> FONTE:

+--

Quasi ogni pagina dei Pensieri di Marco Aurelio ci stupisce e ci edifica con perle di saggezza morale e spirituale come queste che abbiamo appena letto. E che ci dimostrano come la fama dell’imperatore filosofo, universalmente riconosciuto come uno degli spiriti più alti della romanità e anzi di tutta la storia, non sia usurpata. Ma allora come mai un simile personaggio, vicino ai più grandi moralisti e scrittori spirituali di ogni tempo, inclusi i cristiani, e coerente lui per primo con quanto scriveva, stando alle fonti storiche; come mai, dico, un personaggio così etico ha potuto perseguitare i cristiani con intensità e continuità – come ci dicono i manuali di storia antica e di patristica, e prima di tutto i testimoni contemporanei –, calpestando non solo la libertà religiosa ma anche quelli che oggi chiamiamo i diritti umani? Imperatori mediocri in confronto a lui, come Caracalla o Gallieno, vissuti un secolo dopo, lasciarono in pace i cristiani e a volte restituirono loro le chiese e i beni confiscatigli dai predecessori. Per non parlare dei tre grandi che regnarono prima di Marco, e che quindi avrebbero dovuto ispirarlo in tale materia, Traiano, Adriano e Antonino Pio, che a differenza del loro successore non sono ricordati come persecutori ma, specie i primi due, come legislatori che, pur non simpatizzando col cristianesimo, cercarono di regolarne con una certa equità e moderazione i rapporti con lo stato romano.
Marco Aurelio perché non fece lo stesso, e mentre scriveva le sue sublimi massime i cristiani venivano decapitati, crocifissi, arsi vivi e incornati dai tori nelle arene dell’impero? L’Augusto era al corrente di quegli eccìdi? Era stato lui a ordinarli? Se non fermò gli assassini, fu perché non voleva? o magari non poteva? Per quali ragioni, insomma, si astenne dall’intervenire? Sono domande difficili e imbarazzanti della storia romana, e cristiana. L’enigma è arduo e inquietante. Questo libro è stato scritto per provare a rispondere e a far luce in quel buio (apparentemente) impenetrabile. Nel solo modo possibile, ossia con un approccio graduale e articolato a tutti gli attori di questo dramma assurdo, agli interlocutori di un dialogo mancato: o meglio a senso unico, come vedremo, tra le vittime inascoltate e un potere che avrebbe tardato più di un secolo a capire, a emendarsi e a includere.

+--

> Voci di annotazione delle coordinate:
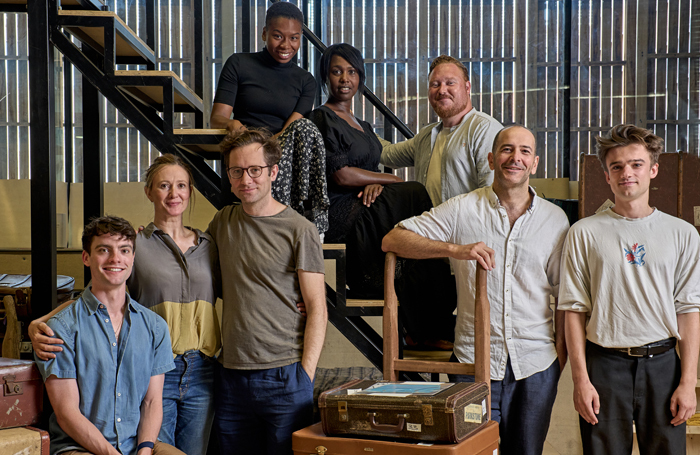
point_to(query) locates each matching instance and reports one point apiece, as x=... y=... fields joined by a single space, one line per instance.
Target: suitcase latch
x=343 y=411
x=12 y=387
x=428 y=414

+--

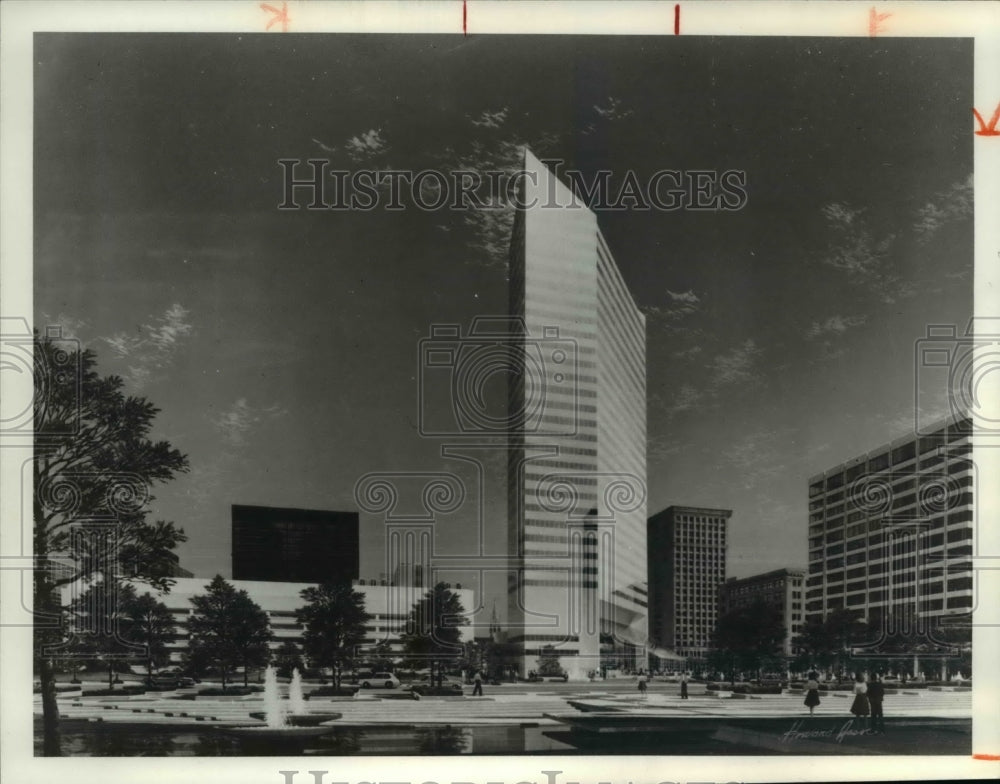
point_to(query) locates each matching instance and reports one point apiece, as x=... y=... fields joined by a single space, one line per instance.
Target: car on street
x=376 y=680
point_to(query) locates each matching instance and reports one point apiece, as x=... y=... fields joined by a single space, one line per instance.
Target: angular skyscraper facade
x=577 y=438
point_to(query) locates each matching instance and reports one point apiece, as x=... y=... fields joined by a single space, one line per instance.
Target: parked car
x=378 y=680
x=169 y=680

+--

> COSA FARE: Secondo la fonte, quali imperatori, vissuti un secolo dopo Marco Aurelio, lasciarono in pace i cristiani?

> RISPOSTA CORRETTA: Caracalla e Gallieno.